▸ **JOB**
Rewrite the entries below with every "wooden support post" swapped for "timber piling" and everything else left unchanged. Leave out the pictures.

== THE INPUT ==

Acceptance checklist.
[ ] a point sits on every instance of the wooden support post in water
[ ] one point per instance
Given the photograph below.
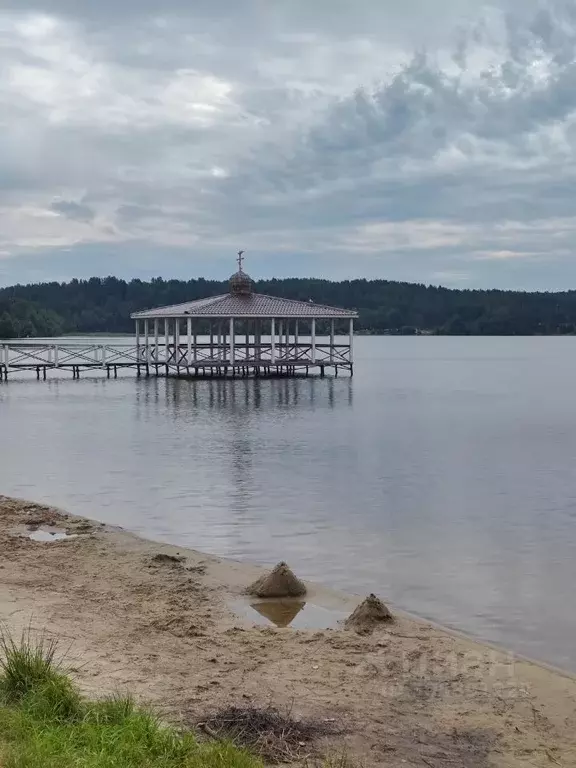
(314, 341)
(147, 341)
(156, 340)
(232, 342)
(351, 342)
(332, 341)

===

▸ **FINAL ANSWER**
Acceptance checklist.
[ ] a point sits on every instance of the timber piling in water
[ ] one point per instance
Given the photograph below.
(314, 341)
(147, 341)
(156, 340)
(232, 342)
(351, 342)
(332, 341)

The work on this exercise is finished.